→ **Provided records**:
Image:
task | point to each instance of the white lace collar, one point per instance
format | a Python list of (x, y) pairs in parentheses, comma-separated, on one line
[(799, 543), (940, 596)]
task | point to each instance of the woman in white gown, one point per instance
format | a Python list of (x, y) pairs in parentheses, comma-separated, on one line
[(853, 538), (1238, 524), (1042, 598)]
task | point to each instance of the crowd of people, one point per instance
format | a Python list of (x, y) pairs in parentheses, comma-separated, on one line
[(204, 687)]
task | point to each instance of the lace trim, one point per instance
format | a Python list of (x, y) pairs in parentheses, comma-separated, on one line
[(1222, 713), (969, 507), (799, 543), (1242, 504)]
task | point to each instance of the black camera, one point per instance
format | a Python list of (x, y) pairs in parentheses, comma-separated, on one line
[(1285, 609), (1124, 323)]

→ **Goal of the exercise**:
Put each line of the records above into a JSON list of strings, with one string per line and blank lines omitted.

→ **Task answer**:
[
  "Image:",
  "task | point to each instance of the white lace collar, one point per instance",
  "format | a Python list of (x, y) pairs in parentheses, comma-separated, on one line",
  "[(799, 543), (940, 596)]",
  "task | point to each instance of the woman in white gown, one point per instance",
  "format | a Python list of (x, y) pairs in parentheses, comma-separated, on one line",
  "[(853, 538), (1238, 524), (1042, 598)]",
  "task | point to each instance of the crowd of people, one point per instance",
  "format | a Python list of (x, y) pairs in parentheses, comma-separated, on one line",
  "[(204, 687)]",
  "task | point to each instance of the lace trim, one point per instance",
  "format | a Python list of (x, y) pairs in parentheses, comma-separated, on one line",
  "[(1222, 713), (969, 507), (799, 543), (1242, 504)]",
  "task | point to each instance of the black camera, one point per instance",
  "format | a Python list of (x, y) pairs in parentheses, comma-separated, on one line",
  "[(1285, 609), (1124, 323)]"
]